--- Selected passage ---
:::::

Food labelling is currently governed by EU labelling law, but also needs to fit with the international standards set by the FAO/WHO, whose basic tenet for food labelling is that it must not mislead.  This is generally straightforward, but in the case of any food labelled as suitable for vegetarians or vegans, it must be suitable for both groups and there are some confusing issues.

EU Food Labelling specialist Stephen Pugh explains: “The UK government provided guidance in 2006 to help clarify some of the issues arising from, for example, what constitutes suitability for vegetarians and what is permitted in a vegan diet.  The guidance does need updating to reflect regulatory changes, but by and large the UK’s guidance is the best practice standard for labelling foods as suitable for vegetarian and vegans across Europe.”


Stephen Pugh continues: “Issues around what constitutes a vegetarian diet depend on the individual – some consider eggs as unsuitable whilst others draw the line at fungi.  The main point is that consumers needs to be reassured that products labelled as vegetarian should not contain any meat-derived ingredients and that the information on the label must ensure sufficient information to enable them to make an informed choice.

“The problem for vegan labelling arises from hidden ingredients such as the fining agents in wine and some other alcoholic drinks.  Sometimes, but not always, the haze produced from yeast is cleared using egg protein or isinglass (made from the protein in fish swim bladders).  These do not need to be labelled if the protein is not present in the final beer or wine, but an animal product has still been used in the production of the wine and therefore it would not be suitable for someone following a vegan diet.  Unless a pre-packaged food is specifically labelled as being suitable for vegans, its suitability would need to be investigated.”

Stephen Pugh concludes: “If you are responsible for Vegetarian and Vegan Labelling, the message is that consumers must have complete confidence in your labels, so make sure you label correctly to provide the full confidence consumers need and want – and no shortcuts!”


Stephen Pugh has recently spoken about Vegetarian and Vegan labelling in the Houses of Parliament to the All Party Group on Vegetarian and Veganism.

Stephen Pugh was head of the food labelling team in the UK’s Department of Environment, Food and Rural Affairs (Defra) until March 2016.  He represented the UK during the negotiations on the EU’s Regulation on the Provision of Food Information to Consumers (FIC).  He has worked in the field of food labelling for UK governments for just under 10 years and is now a course coordinator in the Commission’s initiative Better Training, Safer Food, where he is the training co-ordinator and lead tutor on general food labelling.

:::::

--- Exercise ---
Reproduce the portion of the passage on vegetarian and vegan food labelling that opens with the words "Stephen Pugh was" and closes with "general food labelling.". Rely solely on the passage on vegetarian and vegan food labelling.

[Text-to-region grounding data]

:::::

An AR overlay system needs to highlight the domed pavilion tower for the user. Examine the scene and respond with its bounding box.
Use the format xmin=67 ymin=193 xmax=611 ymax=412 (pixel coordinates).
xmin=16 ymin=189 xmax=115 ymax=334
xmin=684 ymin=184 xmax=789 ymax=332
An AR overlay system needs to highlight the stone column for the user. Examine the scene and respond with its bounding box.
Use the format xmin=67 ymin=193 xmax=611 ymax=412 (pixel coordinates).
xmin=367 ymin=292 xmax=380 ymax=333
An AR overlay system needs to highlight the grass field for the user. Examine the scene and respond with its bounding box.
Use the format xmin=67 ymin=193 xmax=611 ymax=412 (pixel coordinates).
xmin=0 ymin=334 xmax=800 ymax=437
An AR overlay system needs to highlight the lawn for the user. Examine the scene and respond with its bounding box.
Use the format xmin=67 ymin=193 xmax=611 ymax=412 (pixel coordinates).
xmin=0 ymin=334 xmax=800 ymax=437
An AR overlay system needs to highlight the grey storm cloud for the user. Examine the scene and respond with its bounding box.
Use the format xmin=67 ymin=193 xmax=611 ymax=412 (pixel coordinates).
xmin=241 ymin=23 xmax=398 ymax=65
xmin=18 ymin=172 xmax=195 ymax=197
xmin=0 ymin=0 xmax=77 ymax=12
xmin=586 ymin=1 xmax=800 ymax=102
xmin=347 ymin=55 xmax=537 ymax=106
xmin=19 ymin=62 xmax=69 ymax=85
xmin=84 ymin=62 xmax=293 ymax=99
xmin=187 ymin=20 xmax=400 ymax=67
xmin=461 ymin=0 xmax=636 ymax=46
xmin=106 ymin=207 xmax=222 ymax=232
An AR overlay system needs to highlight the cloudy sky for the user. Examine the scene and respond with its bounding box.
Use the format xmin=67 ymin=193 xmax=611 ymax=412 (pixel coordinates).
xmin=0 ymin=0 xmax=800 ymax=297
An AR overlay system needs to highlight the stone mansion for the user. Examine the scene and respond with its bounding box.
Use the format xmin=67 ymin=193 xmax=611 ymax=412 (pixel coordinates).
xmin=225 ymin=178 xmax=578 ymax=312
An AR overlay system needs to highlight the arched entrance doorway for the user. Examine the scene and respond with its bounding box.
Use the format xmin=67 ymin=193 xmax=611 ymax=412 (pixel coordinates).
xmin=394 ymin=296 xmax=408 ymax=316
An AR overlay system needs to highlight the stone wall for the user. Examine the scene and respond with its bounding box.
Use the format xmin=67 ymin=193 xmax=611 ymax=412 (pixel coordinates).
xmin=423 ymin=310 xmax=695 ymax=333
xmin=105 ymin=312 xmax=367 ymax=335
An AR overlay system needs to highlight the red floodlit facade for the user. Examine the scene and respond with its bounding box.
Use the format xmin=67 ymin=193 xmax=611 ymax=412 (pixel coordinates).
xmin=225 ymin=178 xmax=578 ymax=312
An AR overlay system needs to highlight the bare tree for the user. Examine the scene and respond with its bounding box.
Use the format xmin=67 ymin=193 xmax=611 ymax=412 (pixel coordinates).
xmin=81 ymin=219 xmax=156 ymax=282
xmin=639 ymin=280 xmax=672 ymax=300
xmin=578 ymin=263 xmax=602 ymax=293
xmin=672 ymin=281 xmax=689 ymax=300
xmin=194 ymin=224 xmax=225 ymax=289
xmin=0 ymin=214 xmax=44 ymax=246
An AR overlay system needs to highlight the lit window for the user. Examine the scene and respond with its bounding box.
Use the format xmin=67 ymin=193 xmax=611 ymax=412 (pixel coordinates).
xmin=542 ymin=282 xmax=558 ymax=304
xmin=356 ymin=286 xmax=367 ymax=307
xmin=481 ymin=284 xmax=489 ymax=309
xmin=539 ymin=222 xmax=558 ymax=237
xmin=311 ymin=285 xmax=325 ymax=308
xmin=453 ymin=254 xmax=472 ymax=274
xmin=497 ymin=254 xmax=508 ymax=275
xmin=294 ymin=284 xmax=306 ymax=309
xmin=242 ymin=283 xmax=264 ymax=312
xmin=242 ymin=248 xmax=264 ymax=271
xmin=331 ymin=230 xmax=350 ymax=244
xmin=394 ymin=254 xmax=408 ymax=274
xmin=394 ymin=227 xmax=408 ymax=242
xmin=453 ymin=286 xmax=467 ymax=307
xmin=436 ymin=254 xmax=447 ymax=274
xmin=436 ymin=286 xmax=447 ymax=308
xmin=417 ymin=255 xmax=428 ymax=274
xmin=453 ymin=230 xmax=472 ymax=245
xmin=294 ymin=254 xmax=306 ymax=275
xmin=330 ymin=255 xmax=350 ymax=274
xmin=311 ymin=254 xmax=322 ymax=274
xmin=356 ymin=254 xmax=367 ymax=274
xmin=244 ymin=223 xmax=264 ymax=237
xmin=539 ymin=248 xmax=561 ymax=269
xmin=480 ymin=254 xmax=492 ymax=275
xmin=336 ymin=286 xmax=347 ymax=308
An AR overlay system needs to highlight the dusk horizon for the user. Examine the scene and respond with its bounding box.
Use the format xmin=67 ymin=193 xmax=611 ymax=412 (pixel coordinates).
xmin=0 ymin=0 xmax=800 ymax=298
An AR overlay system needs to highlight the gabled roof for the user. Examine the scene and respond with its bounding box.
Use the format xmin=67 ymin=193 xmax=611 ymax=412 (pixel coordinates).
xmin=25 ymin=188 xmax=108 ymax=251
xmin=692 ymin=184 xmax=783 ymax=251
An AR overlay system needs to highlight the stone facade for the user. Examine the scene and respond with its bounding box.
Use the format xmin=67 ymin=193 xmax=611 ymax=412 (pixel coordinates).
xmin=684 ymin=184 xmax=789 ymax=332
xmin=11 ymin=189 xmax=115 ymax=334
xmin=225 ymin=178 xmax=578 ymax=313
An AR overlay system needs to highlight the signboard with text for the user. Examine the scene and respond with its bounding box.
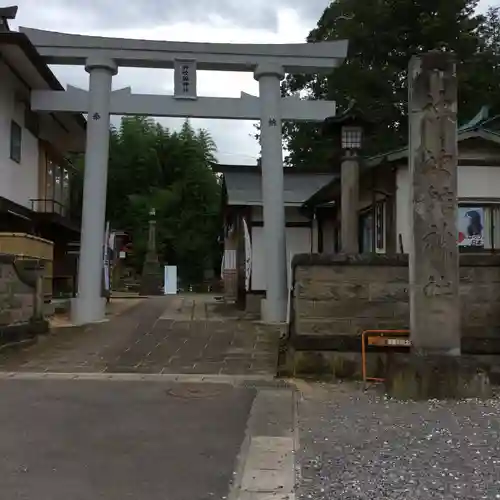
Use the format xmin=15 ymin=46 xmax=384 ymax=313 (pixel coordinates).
xmin=457 ymin=207 xmax=484 ymax=248
xmin=174 ymin=59 xmax=197 ymax=99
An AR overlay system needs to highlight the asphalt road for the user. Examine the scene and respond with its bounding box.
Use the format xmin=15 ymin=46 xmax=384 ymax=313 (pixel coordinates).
xmin=0 ymin=380 xmax=255 ymax=500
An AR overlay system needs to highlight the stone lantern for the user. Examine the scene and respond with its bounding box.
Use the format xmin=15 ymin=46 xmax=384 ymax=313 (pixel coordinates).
xmin=324 ymin=100 xmax=372 ymax=253
xmin=140 ymin=208 xmax=163 ymax=295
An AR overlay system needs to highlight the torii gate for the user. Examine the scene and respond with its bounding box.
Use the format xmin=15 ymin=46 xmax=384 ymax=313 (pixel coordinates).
xmin=20 ymin=28 xmax=348 ymax=324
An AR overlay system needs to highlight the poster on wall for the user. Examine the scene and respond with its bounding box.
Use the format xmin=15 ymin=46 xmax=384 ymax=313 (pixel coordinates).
xmin=457 ymin=207 xmax=484 ymax=247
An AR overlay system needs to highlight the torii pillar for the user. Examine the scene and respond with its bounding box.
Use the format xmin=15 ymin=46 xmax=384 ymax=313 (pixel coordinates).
xmin=71 ymin=57 xmax=118 ymax=325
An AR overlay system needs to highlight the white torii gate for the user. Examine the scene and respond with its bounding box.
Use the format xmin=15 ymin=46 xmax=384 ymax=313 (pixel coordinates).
xmin=20 ymin=28 xmax=348 ymax=324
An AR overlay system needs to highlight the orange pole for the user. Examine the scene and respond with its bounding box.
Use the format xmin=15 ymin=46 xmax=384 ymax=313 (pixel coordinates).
xmin=361 ymin=330 xmax=410 ymax=388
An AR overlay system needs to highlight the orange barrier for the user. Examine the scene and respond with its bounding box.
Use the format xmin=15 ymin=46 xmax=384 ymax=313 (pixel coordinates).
xmin=361 ymin=330 xmax=411 ymax=384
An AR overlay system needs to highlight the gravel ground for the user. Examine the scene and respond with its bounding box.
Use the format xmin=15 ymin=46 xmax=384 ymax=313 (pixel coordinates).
xmin=298 ymin=384 xmax=500 ymax=500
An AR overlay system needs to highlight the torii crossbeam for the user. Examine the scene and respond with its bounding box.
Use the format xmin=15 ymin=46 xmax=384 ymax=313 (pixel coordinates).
xmin=21 ymin=28 xmax=348 ymax=324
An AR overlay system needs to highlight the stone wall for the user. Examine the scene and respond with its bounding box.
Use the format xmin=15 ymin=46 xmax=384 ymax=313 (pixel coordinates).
xmin=292 ymin=254 xmax=500 ymax=338
xmin=0 ymin=254 xmax=47 ymax=348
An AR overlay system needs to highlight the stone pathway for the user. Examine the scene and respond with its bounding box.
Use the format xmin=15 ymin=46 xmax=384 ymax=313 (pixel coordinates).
xmin=0 ymin=295 xmax=279 ymax=376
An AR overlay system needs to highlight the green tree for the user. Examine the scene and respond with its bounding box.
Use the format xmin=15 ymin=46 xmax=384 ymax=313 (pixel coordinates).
xmin=100 ymin=117 xmax=220 ymax=283
xmin=282 ymin=0 xmax=500 ymax=166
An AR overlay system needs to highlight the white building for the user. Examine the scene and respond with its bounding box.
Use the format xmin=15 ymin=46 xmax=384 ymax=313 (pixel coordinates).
xmin=305 ymin=109 xmax=500 ymax=253
xmin=0 ymin=26 xmax=86 ymax=294
xmin=218 ymin=165 xmax=335 ymax=310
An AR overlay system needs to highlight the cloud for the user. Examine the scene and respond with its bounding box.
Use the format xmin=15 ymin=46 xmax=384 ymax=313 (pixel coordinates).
xmin=10 ymin=0 xmax=330 ymax=32
xmin=12 ymin=0 xmax=318 ymax=164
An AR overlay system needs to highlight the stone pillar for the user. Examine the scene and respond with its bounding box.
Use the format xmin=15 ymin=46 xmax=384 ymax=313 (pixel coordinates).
xmin=386 ymin=52 xmax=490 ymax=399
xmin=255 ymin=65 xmax=287 ymax=323
xmin=72 ymin=57 xmax=118 ymax=324
xmin=409 ymin=52 xmax=460 ymax=356
xmin=140 ymin=209 xmax=163 ymax=295
xmin=340 ymin=151 xmax=359 ymax=253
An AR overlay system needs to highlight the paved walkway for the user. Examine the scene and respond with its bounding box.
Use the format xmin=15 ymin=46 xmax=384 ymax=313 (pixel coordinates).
xmin=0 ymin=295 xmax=279 ymax=375
xmin=296 ymin=382 xmax=500 ymax=500
xmin=0 ymin=295 xmax=296 ymax=500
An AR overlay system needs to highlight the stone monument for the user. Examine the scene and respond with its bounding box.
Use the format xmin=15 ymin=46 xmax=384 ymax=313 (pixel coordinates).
xmin=387 ymin=51 xmax=489 ymax=399
xmin=140 ymin=208 xmax=163 ymax=295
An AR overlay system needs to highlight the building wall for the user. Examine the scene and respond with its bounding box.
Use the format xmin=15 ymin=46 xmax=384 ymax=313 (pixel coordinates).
xmin=396 ymin=166 xmax=500 ymax=253
xmin=0 ymin=62 xmax=38 ymax=208
xmin=251 ymin=207 xmax=311 ymax=291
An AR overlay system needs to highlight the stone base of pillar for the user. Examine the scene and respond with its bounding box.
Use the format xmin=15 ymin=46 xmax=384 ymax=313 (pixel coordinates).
xmin=139 ymin=260 xmax=164 ymax=295
xmin=385 ymin=354 xmax=491 ymax=400
xmin=71 ymin=297 xmax=106 ymax=325
xmin=260 ymin=299 xmax=287 ymax=325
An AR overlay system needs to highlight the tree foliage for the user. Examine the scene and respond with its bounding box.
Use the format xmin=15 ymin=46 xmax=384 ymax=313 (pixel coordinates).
xmin=282 ymin=0 xmax=500 ymax=166
xmin=73 ymin=116 xmax=221 ymax=283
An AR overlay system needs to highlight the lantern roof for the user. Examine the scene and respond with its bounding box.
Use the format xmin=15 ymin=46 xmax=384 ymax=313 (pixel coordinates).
xmin=324 ymin=99 xmax=373 ymax=132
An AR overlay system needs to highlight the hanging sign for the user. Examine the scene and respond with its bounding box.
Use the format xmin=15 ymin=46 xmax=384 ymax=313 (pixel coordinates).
xmin=174 ymin=59 xmax=197 ymax=99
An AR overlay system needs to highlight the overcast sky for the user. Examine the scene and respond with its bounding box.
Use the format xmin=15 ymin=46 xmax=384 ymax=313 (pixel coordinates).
xmin=10 ymin=0 xmax=499 ymax=164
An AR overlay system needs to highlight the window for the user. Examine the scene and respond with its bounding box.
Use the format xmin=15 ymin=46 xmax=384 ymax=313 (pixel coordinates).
xmin=359 ymin=201 xmax=385 ymax=253
xmin=10 ymin=121 xmax=22 ymax=163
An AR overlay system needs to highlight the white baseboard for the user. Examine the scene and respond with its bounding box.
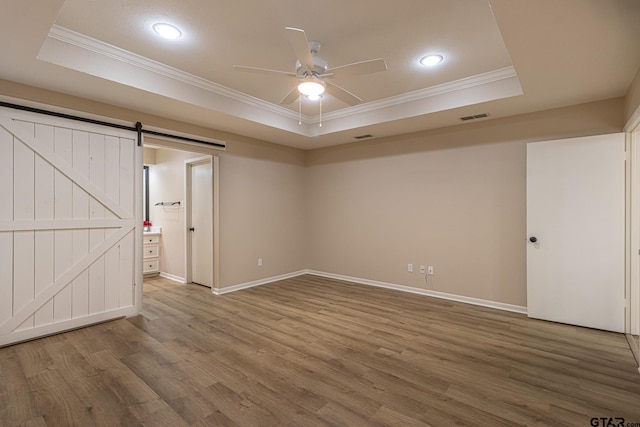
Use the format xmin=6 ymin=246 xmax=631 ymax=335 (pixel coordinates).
xmin=160 ymin=271 xmax=187 ymax=285
xmin=213 ymin=270 xmax=307 ymax=295
xmin=213 ymin=270 xmax=527 ymax=314
xmin=307 ymin=270 xmax=527 ymax=314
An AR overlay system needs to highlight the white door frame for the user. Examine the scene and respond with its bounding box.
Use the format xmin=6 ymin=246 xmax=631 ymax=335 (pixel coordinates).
xmin=184 ymin=155 xmax=220 ymax=292
xmin=624 ymin=107 xmax=640 ymax=371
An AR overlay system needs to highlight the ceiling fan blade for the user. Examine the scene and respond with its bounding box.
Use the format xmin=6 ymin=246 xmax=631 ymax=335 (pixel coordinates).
xmin=325 ymin=81 xmax=362 ymax=105
xmin=326 ymin=58 xmax=387 ymax=77
xmin=280 ymin=86 xmax=300 ymax=105
xmin=285 ymin=27 xmax=313 ymax=68
xmin=233 ymin=65 xmax=297 ymax=77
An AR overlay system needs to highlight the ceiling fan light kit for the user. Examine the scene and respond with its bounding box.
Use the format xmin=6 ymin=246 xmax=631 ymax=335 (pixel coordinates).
xmin=233 ymin=27 xmax=387 ymax=113
xmin=298 ymin=76 xmax=326 ymax=99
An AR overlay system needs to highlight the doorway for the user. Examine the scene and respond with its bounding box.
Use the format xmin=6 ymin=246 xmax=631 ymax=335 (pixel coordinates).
xmin=185 ymin=156 xmax=215 ymax=288
xmin=527 ymin=133 xmax=625 ymax=332
xmin=144 ymin=139 xmax=219 ymax=291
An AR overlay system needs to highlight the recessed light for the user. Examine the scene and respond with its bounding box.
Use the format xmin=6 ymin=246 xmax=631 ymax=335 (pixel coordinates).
xmin=420 ymin=55 xmax=444 ymax=67
xmin=153 ymin=22 xmax=182 ymax=40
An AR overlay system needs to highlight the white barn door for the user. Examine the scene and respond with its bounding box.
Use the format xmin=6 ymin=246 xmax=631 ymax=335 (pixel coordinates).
xmin=0 ymin=109 xmax=142 ymax=345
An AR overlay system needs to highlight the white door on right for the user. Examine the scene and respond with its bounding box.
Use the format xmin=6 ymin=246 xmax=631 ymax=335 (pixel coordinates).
xmin=190 ymin=158 xmax=213 ymax=288
xmin=526 ymin=133 xmax=625 ymax=332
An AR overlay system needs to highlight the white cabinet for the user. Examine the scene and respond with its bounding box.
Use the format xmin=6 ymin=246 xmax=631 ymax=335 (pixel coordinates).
xmin=142 ymin=233 xmax=160 ymax=276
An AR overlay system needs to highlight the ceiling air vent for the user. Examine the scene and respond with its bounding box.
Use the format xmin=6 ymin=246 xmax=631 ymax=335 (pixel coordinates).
xmin=460 ymin=113 xmax=489 ymax=122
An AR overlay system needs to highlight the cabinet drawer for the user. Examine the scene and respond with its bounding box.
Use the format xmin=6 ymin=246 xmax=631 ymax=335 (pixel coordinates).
xmin=142 ymin=258 xmax=158 ymax=273
xmin=142 ymin=245 xmax=160 ymax=258
xmin=142 ymin=236 xmax=160 ymax=245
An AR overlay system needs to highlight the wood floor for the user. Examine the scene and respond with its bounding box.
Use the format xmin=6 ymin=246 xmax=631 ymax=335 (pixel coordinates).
xmin=0 ymin=276 xmax=640 ymax=426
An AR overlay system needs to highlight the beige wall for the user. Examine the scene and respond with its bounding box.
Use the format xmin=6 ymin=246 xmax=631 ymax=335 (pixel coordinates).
xmin=0 ymin=81 xmax=628 ymax=305
xmin=306 ymin=98 xmax=623 ymax=306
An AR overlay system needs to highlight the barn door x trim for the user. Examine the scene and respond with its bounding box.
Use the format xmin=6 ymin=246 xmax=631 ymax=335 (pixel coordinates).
xmin=0 ymin=112 xmax=142 ymax=346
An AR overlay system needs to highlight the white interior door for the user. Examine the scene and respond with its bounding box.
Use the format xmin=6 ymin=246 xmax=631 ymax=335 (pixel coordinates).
xmin=527 ymin=134 xmax=625 ymax=332
xmin=189 ymin=158 xmax=213 ymax=287
xmin=0 ymin=109 xmax=142 ymax=345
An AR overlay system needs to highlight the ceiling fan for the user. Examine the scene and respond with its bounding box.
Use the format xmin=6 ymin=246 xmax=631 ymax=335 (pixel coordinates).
xmin=233 ymin=27 xmax=387 ymax=105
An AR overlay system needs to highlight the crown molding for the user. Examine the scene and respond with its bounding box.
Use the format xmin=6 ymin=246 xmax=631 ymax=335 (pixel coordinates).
xmin=48 ymin=25 xmax=310 ymax=121
xmin=320 ymin=66 xmax=518 ymax=122
xmin=38 ymin=25 xmax=522 ymax=137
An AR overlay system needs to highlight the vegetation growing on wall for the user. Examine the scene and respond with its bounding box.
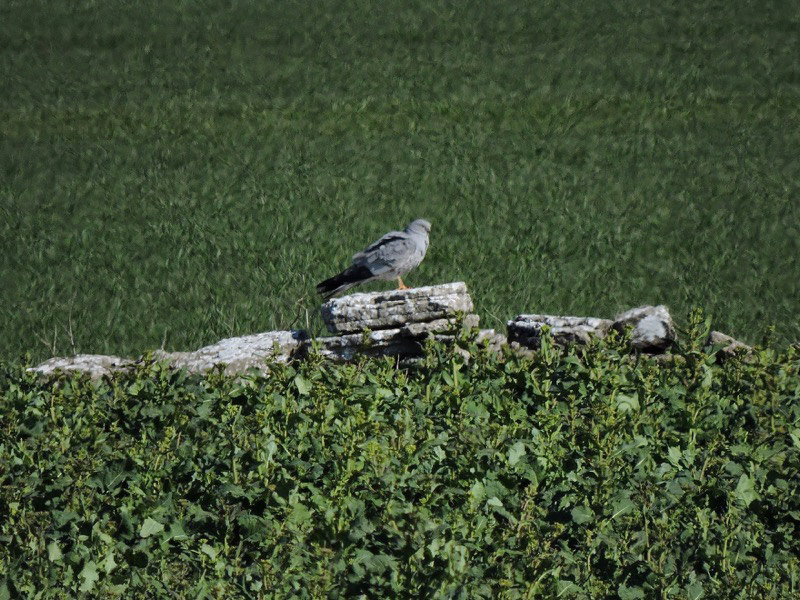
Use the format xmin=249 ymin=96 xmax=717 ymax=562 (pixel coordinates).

:::::

--- Response to the exercise ---
Stephen Pugh was head of the food labelling team in the UK’s Department of Environment, Food and Rural Affairs (Defra) until March 2016.  He represented the UK during the negotiations on the EU’s Regulation on the Provision of Food Information to Consumers (FIC).  He has worked in the field of food labelling for UK governments for just under 10 years and is now a course coordinator in the Commission’s initiative Better Training, Safer Food, where he is the training co-ordinator and lead tutor on general food labelling.